Match on the string "locate" in the entries below and return every matching line.

Image point grounding data
★ ★ ★ ★ ★

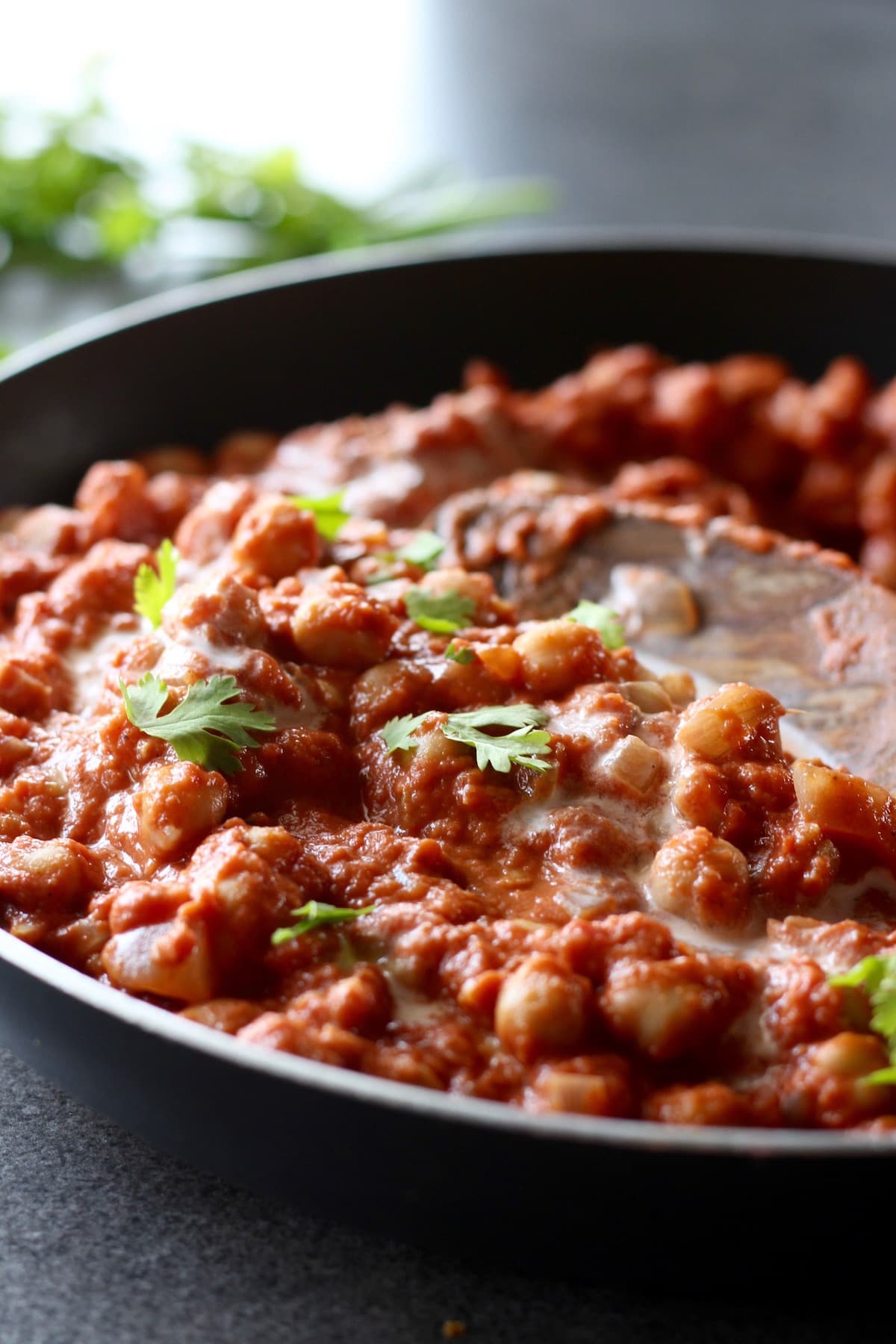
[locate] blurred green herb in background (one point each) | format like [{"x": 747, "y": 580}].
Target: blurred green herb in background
[{"x": 74, "y": 201}]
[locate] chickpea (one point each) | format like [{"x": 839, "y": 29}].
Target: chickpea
[
  {"x": 704, "y": 1104},
  {"x": 559, "y": 655},
  {"x": 113, "y": 495},
  {"x": 672, "y": 1008},
  {"x": 179, "y": 804},
  {"x": 702, "y": 878},
  {"x": 597, "y": 1085},
  {"x": 477, "y": 588},
  {"x": 276, "y": 539},
  {"x": 850, "y": 1054},
  {"x": 541, "y": 1008},
  {"x": 33, "y": 871},
  {"x": 139, "y": 960},
  {"x": 340, "y": 626}
]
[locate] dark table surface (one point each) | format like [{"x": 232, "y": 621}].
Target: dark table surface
[{"x": 647, "y": 112}]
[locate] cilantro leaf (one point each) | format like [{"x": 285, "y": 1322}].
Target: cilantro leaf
[
  {"x": 203, "y": 729},
  {"x": 314, "y": 914},
  {"x": 422, "y": 550},
  {"x": 153, "y": 588},
  {"x": 524, "y": 745},
  {"x": 458, "y": 653},
  {"x": 877, "y": 977},
  {"x": 602, "y": 620},
  {"x": 328, "y": 512},
  {"x": 396, "y": 732},
  {"x": 444, "y": 613}
]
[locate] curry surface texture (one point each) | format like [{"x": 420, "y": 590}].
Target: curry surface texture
[{"x": 597, "y": 894}]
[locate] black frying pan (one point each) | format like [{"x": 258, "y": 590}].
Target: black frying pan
[{"x": 317, "y": 340}]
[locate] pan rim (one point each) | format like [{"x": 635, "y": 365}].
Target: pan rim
[
  {"x": 476, "y": 246},
  {"x": 472, "y": 1112}
]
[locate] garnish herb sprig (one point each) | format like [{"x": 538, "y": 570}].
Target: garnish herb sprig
[
  {"x": 317, "y": 914},
  {"x": 155, "y": 586},
  {"x": 328, "y": 510},
  {"x": 527, "y": 744},
  {"x": 442, "y": 613},
  {"x": 460, "y": 653},
  {"x": 80, "y": 201},
  {"x": 877, "y": 977},
  {"x": 206, "y": 727},
  {"x": 601, "y": 618}
]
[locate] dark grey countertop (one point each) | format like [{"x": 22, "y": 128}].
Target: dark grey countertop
[{"x": 647, "y": 112}]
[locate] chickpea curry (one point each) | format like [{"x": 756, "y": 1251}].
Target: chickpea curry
[{"x": 279, "y": 754}]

★ ★ ★ ★ ★

--- Finished task ---
[locate] blurred green herb in background (one point each) | format like [{"x": 747, "y": 580}].
[locate] chickpea (one point each) | format like [{"x": 839, "y": 29}].
[locate] dark table surface (one point each) | format like [{"x": 232, "y": 621}].
[locate] cilantro leaf (one point each) | format like [{"x": 285, "y": 1322}].
[locate] curry surface texture (one point each) | format like [{"x": 420, "y": 590}].
[locate] black frying pan (one point each) | format like [{"x": 258, "y": 590}].
[locate] pan rim (one point each) | format like [{"x": 635, "y": 365}].
[locate] garnish herb sprig (one point each) | format like [{"x": 538, "y": 570}].
[locate] dark grey countertop (one point each) | format like [{"x": 22, "y": 128}].
[locate] chickpea curry (one point each) | format like [{"x": 756, "y": 1251}].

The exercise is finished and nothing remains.